EXTRAIT À LIRE:
J’ai vu ce film lors de sa diffusion au festival du film d’Histoire de Pessac, dont il a également remporté le premier prix. Ce film à la mise en scène riche et stylisée, qui lève le voile sur un épisode de l’histoire de deux pays qui n’apparait pas dans les manuels scolaires, est taillé pour les salles obscures. Il n’y a en effet que sur grand écran que le réalisateur pouvait nous laisser entrevoir la grandeur d’âme et la dignité de ces hommes, aujourd’hui parfois centenaires, quand la vie les a épargnés, brutalement bousculés par la colonisation, le choc des cultures, les bouleversements politiques, la seconde guerre mondiale, le travail forcé, la faim, la maladie. On passe plus de deux heures intenses en émotions et riches d’enseignements. Les images d’archives, les « face caméra », le théâtre traditionnel vietnamien de marionnettes sur eau, la musique, le bruit de l’eau, du vent, les silences poignants forment un tout cohérent et portent cette Histoire, lui conférant une dimension universelle.

simon 34
simon 34
Invité.e
20 novembre 2012 18 h 27 min

j’ai eu le bonheur de voir ce film en avant première lors de l’hommage (bien tardif, mais c’est tout de même tout à son honneur) de la ville de Sorgues aux travailleurs indochinois. Je ne prétends pas à l’objectivité, car mon père fit partie de ces 20 000 ONS. Mais ce film est magnifique par les témoignages bouleversants des survivants, jamais dans la rancune, toujours dans la dignité, racontant avec simplicité et dépassement ce qui a été.

EXERCICE 1:
D'après les commentaires sur le film, à quelle occasion le premier commentaire dit-il avoir vu ce film ?
EXERCICE 2:
Résumez en deux phrases le paragraphe des commentaires sur le film qui commence par « j'ai eu le bonheur de voir ce film », sans perdre ses faits principaux.
EXERCICE 3:
Poursuivez les commentaires sur le film à partir de sa dernière phrase.

DONNÉES FOURNIES:

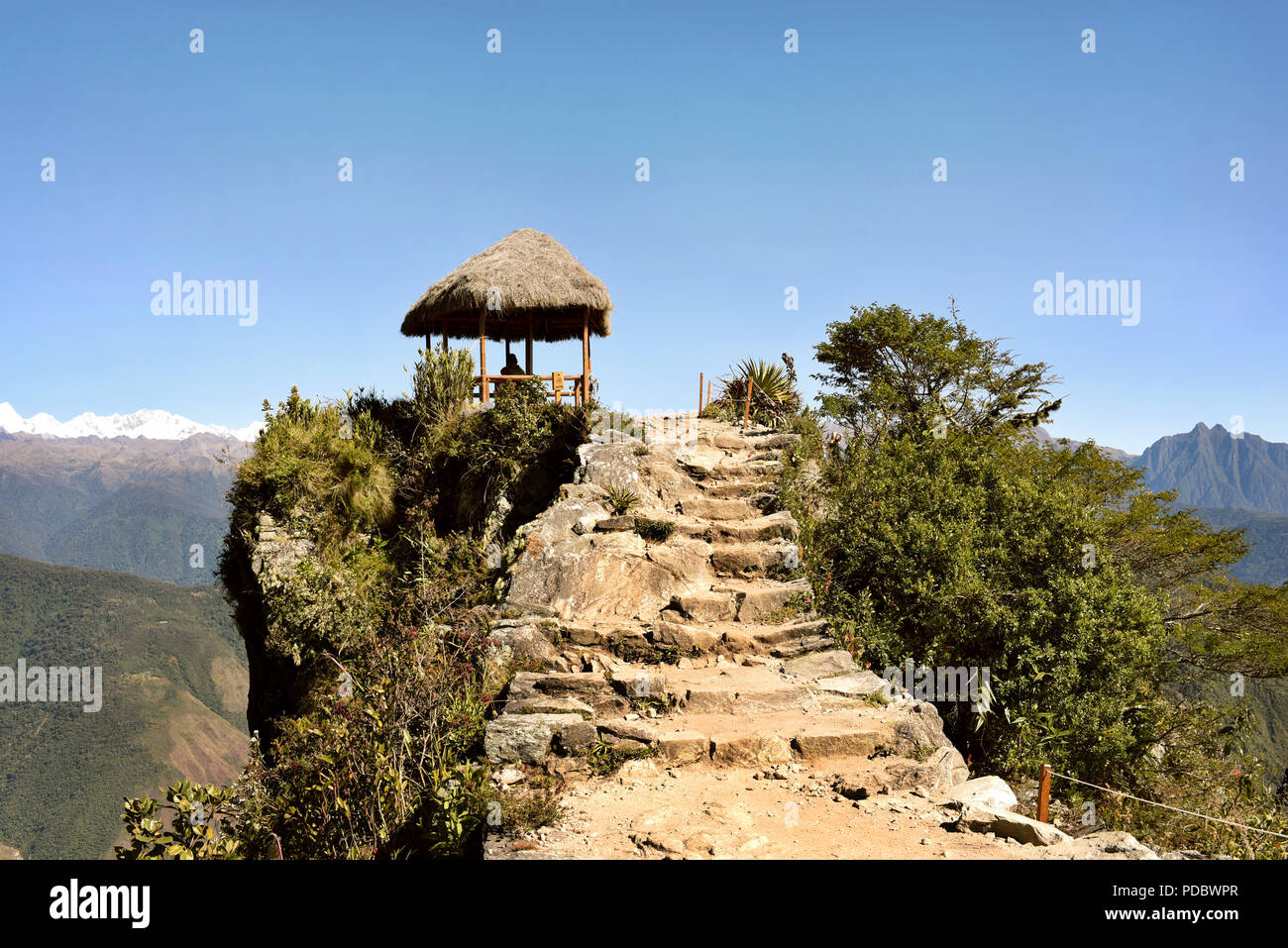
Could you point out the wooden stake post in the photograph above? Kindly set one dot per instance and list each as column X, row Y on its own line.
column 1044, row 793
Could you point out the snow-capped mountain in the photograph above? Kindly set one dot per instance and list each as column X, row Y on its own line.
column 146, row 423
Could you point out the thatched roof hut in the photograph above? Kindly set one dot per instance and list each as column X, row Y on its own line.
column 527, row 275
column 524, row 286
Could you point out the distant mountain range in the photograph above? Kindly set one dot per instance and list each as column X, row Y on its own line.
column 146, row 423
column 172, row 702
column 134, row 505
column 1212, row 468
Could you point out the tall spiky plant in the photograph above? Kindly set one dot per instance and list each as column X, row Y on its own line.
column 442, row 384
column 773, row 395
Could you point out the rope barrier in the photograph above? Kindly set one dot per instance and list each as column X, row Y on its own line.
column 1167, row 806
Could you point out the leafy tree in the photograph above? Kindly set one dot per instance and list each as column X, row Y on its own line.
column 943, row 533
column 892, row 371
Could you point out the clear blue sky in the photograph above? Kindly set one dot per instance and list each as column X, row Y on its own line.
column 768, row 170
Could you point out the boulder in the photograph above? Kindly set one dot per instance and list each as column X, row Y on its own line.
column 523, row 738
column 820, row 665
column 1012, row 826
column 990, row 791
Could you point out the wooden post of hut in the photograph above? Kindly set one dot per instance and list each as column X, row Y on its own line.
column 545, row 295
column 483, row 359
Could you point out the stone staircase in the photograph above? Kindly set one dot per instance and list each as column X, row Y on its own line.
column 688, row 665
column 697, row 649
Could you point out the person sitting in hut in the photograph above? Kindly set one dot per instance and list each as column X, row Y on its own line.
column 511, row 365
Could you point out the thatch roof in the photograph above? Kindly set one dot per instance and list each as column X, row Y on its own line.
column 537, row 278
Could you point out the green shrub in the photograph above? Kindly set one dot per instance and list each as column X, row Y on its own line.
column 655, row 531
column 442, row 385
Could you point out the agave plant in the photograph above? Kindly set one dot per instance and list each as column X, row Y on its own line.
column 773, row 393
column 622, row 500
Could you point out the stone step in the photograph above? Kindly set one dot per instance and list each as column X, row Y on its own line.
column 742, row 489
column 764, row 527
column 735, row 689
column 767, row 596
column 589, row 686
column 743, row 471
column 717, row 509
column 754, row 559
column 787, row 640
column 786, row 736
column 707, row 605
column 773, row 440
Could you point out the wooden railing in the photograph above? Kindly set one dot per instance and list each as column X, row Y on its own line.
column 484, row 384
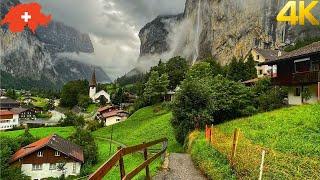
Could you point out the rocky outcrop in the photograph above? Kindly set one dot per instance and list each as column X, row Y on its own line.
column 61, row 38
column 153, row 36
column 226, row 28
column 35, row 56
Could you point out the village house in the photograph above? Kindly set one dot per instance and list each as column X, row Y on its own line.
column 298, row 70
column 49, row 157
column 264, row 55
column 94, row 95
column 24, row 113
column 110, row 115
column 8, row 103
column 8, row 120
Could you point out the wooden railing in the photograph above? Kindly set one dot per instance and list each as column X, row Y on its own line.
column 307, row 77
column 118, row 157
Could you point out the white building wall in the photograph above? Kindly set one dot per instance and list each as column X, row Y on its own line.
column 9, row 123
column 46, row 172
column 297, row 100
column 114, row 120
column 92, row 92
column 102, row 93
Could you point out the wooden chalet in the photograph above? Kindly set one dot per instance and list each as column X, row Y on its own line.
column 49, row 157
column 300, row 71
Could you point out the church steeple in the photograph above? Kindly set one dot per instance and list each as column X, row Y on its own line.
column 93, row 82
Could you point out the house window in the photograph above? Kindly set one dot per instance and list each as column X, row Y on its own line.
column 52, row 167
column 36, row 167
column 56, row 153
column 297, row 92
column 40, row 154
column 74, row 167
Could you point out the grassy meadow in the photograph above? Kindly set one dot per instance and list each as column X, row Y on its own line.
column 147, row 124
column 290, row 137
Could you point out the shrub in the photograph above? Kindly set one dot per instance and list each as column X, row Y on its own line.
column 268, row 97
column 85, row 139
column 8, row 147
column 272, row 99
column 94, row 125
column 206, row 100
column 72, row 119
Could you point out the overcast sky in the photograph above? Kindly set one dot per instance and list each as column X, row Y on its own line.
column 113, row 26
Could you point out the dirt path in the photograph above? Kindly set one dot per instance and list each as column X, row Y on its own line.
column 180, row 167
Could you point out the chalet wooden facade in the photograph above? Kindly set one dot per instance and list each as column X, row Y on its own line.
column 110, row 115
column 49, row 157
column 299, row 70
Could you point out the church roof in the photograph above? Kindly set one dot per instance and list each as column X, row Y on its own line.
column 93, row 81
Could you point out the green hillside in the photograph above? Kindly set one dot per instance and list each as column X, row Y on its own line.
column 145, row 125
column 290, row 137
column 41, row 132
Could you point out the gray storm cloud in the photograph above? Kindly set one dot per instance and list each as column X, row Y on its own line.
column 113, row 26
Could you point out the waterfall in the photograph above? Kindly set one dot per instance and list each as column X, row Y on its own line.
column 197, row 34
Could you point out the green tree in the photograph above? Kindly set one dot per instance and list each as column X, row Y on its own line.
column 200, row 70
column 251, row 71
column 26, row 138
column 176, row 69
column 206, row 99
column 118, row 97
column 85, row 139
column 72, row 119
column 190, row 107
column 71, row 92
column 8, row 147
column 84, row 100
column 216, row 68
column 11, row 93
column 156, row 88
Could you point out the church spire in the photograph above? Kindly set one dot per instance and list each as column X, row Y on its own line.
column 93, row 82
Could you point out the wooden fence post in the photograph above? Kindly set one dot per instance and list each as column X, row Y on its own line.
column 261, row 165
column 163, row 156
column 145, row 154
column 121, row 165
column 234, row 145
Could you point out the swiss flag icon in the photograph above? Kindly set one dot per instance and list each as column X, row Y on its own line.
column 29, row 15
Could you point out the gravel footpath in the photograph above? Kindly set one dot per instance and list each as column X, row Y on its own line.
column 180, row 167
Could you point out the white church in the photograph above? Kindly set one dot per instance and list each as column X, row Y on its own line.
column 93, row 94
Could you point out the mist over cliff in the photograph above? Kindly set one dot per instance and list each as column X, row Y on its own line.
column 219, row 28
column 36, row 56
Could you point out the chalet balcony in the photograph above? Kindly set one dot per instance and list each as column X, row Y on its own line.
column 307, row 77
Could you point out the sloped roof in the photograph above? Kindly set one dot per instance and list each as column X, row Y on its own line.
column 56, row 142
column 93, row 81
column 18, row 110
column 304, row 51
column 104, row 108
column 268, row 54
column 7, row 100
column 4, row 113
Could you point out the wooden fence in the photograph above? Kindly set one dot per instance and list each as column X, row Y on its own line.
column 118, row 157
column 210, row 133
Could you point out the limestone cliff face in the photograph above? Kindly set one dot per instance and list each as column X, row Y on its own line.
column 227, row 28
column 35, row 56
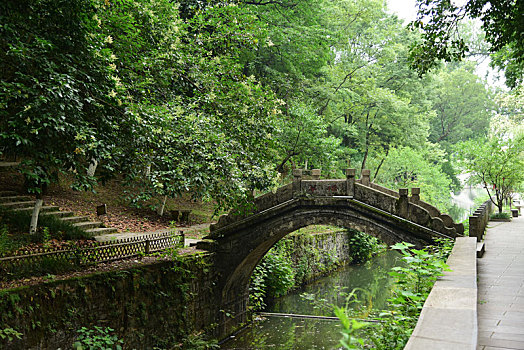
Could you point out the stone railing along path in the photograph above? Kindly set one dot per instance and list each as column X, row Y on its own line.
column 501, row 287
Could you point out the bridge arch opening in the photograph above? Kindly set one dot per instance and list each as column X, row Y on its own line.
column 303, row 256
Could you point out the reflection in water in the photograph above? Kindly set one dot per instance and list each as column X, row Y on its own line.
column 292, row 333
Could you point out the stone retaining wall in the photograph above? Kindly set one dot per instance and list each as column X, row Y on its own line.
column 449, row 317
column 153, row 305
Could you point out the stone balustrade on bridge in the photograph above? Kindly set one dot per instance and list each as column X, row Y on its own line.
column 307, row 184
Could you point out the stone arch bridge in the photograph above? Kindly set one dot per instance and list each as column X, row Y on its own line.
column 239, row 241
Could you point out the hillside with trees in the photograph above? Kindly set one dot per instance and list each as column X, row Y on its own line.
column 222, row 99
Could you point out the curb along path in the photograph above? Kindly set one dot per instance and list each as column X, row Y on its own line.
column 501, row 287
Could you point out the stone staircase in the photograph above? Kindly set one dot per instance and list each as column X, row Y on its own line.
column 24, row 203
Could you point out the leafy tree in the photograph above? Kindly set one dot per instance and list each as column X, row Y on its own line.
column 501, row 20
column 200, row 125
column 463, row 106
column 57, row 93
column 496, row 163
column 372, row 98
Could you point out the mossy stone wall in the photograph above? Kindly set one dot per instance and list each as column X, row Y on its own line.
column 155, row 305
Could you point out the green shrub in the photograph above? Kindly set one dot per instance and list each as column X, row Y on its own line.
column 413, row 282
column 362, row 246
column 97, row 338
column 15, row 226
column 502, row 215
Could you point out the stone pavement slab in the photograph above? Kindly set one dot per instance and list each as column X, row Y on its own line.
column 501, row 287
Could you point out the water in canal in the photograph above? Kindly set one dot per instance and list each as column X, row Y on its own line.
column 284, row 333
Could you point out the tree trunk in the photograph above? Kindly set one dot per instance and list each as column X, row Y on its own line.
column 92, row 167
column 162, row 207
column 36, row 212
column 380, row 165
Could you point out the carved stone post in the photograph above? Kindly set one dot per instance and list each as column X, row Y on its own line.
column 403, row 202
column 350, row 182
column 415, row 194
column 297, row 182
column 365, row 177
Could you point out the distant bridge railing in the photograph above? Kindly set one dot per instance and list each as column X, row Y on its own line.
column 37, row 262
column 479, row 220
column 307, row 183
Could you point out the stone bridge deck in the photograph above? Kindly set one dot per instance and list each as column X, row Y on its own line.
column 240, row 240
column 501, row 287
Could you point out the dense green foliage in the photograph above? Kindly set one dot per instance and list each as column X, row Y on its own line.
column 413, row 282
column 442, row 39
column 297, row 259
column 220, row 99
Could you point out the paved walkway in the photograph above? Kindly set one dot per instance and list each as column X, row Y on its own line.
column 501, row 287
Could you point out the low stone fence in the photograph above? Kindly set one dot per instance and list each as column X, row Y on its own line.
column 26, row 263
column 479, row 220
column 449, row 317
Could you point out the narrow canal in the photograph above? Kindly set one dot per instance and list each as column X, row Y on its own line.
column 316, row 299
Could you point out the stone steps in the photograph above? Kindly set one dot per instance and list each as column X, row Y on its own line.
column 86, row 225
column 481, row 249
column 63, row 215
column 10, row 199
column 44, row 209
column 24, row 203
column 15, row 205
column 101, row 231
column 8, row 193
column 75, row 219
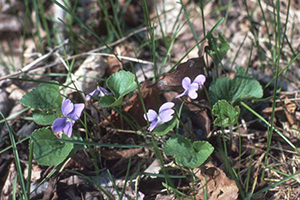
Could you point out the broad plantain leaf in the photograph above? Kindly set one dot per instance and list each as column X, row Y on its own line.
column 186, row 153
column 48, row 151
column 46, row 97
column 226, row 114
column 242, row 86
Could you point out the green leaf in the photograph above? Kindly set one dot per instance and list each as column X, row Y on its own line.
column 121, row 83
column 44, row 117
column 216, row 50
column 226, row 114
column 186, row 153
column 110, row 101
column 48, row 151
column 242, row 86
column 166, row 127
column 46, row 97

ZONE DE RÉPONSE 1:
Lors de sa diffusion au festival du film d'Histoire de Pessac.

ZONE DE RÉPONSE 2:
J'ai vu ce film en avant-première lors de l'hommage, tardif mais honorable, rendu par la ville de Sorgues aux travailleurs indochinois, et je ne prétends pas à l'objectivité puisque mon père fit partie de ces 20 000 ONS. Ce film est magnifique grâce aux témoignages bouleversants des survivants, qui racontent avec simplicité et dignité, sans rancune, ce qui a été.

ZONE DE RÉPONSE 3:
Cléa Gonay
Cléa Gonay
Invité.e
12 février 2013 21 h 28 min

Malheureusement je ne peux que dénoter des erreurs d’analyse, on ne peut pas dire qu’il n’y a pas de revendication dans ce film. Un passage très poignant certes mais très peu objectif nous montre un des protagonistes en train de pleurer dans une sorte de mémorial. Entre émotion véritable et mise en scène il n’y a qu’un pas et rien ne nous permet de dire qu’ici cela est naturel. Si encore cet argument ne pourrait être admis, à la fin du film le fils du plus âgé des công binh ne demande-t-il pas de l’argent, l’argent qu’il aurait certes du gagner pendant la guerre, (où personne ne pouvait manger et où rappelons que toute une population se faisait décimer par discrimination raciale?..) et qui aurait du servir pour son actuelle retraite ? Néanmoins il ne faut pas interpréter mes propos comme une critique du film que j’ai adoré ( malgré cette lourdeur des citations anti-colonialistes ) et qui nous rappelle que l’ego surdimensionné de l’occidental ferait bien de garder en mémoire les atrocités qui on fait son histoire. Voire de le mettre de côté, cet ego, et de reconnaître qu’elle a en tous cas des dettes énormes envers les pays tel que le Viêt Nam.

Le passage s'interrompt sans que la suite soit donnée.